» Tasks to complete:
A) Which sources appear under "Review scores" in the Konkylie text?
B) In the Konkylie text, change "electropop" to "synth-pop" and write out the passage starting with "When Saints Go Machine chronology" and going on through "by Studio !K7.".

» Extracted text:
--- --- ---

Studio album by When Saints Go Machine
- Released: 6 June 2011
- Length: 38:31
- Label: Studio !K7

When Saints Go Machine chronology
| Ten Makes a Face (2008) | Konkylie (2011) | Infinity Pool (2013) |

= Konkylie =

Konkylie is the second studio album by Danish electropop band When Saints Go Machine. It was released on 6 June 2011 by Studio !K7.

Professional ratings
Aggregate scores
| Source | Rating |
| Metacritic | 74/100 |
Review scores
| Source | Rating |
| AllMusic |  |
| Drowned in Sound | 8/10 |
| DIY |  |
| MusicOMH |  |
| PopMatters | 7/10 |
| Prefix Mag | 6.5/10 |

==Critical reception==
Konkylie was met with "generally favorable" reviews from critics. At Metacritic, which assigns a weighted average rating out of 100 to reviews from mainstream publications, this release received an average score of 74 based on 9 reviews.

In a review for Drowned in Sound, critic reviewer John Brainlove wrote: "Konkylie is an impressive, accomplished collection of songs from a band coming into their own. They've succeeded in accomplishing what all so many artists strive for: cleanly synthesising their feelings and thoughts into sound." At MusicOMH, Ben Edgell said: "Konkylie is a vibrant, often intense, mix of house and pop, infused, wonderfully, with both a spiritual glow and a dark clubland soul."

--- --- ---

» Information provided:

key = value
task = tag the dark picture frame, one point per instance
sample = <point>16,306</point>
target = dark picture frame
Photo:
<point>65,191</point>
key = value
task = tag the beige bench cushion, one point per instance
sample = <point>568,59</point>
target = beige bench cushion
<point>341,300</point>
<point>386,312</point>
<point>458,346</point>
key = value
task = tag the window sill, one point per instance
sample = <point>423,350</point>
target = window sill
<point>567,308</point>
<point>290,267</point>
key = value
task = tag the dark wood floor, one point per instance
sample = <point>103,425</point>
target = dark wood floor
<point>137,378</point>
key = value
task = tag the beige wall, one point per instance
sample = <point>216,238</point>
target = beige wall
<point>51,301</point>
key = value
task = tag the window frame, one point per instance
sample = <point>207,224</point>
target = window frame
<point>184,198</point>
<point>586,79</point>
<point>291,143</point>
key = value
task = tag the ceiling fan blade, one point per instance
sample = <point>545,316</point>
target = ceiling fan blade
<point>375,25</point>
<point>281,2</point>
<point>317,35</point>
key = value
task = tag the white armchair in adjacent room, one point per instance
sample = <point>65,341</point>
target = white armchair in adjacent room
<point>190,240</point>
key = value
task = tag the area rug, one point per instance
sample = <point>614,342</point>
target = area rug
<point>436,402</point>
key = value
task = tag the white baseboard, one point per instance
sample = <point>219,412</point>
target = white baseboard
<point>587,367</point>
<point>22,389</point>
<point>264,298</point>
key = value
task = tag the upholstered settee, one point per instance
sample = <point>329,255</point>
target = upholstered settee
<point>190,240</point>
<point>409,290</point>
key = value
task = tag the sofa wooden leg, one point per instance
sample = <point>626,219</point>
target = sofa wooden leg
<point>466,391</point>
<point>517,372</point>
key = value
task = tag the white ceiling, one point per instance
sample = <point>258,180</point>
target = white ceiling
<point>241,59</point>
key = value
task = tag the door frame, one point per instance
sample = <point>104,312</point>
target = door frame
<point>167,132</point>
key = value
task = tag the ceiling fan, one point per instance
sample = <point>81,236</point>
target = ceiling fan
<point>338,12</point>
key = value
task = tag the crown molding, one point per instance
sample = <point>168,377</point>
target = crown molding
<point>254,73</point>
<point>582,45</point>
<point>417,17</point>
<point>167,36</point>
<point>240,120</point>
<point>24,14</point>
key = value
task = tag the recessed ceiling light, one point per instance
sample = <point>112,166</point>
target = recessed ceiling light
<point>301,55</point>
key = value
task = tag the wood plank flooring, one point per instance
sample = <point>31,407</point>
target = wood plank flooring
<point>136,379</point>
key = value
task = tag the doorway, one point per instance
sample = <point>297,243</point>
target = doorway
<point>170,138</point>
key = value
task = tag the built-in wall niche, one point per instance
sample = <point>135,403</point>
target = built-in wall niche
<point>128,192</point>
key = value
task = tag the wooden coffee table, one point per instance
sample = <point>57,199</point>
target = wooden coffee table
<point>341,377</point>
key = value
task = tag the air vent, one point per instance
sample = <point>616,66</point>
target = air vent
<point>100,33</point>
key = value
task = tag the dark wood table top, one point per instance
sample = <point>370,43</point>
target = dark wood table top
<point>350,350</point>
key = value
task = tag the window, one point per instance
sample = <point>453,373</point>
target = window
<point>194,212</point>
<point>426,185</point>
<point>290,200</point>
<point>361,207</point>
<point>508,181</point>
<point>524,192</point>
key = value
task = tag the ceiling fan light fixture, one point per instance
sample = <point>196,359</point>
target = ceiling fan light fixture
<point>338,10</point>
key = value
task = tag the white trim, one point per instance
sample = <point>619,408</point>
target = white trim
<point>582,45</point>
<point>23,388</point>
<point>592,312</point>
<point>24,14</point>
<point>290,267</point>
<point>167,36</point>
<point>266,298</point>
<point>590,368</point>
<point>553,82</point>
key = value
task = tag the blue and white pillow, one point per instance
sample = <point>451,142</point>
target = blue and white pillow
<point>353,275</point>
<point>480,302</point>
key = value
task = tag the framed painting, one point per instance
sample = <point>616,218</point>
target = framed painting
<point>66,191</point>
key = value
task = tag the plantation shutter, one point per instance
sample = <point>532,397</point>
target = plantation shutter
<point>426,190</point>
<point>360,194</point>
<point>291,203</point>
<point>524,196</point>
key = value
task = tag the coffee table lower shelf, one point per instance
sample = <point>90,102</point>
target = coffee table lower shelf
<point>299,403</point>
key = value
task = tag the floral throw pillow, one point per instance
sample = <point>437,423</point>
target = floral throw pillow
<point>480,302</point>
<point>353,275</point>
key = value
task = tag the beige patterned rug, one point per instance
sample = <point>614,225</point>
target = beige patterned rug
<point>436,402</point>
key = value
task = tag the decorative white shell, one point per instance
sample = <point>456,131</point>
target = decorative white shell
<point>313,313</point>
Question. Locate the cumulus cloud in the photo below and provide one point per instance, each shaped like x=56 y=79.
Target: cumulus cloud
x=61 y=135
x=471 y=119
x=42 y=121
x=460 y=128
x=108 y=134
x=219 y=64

--- --- ---

» Response list:
A) AllMusic, Drowned in Sound, DIY, MusicOMH, PopMatters, Prefix Mag

B)
When Saints Go Machine chronology
| Ten Makes a Face (2008) | Konkylie (2011) | Infinity Pool (2013) |

= Konkylie =

Konkylie is the second studio album by Danish synth-pop band When Saints Go Machine. It was released on 6 June 2011 by Studio !K7.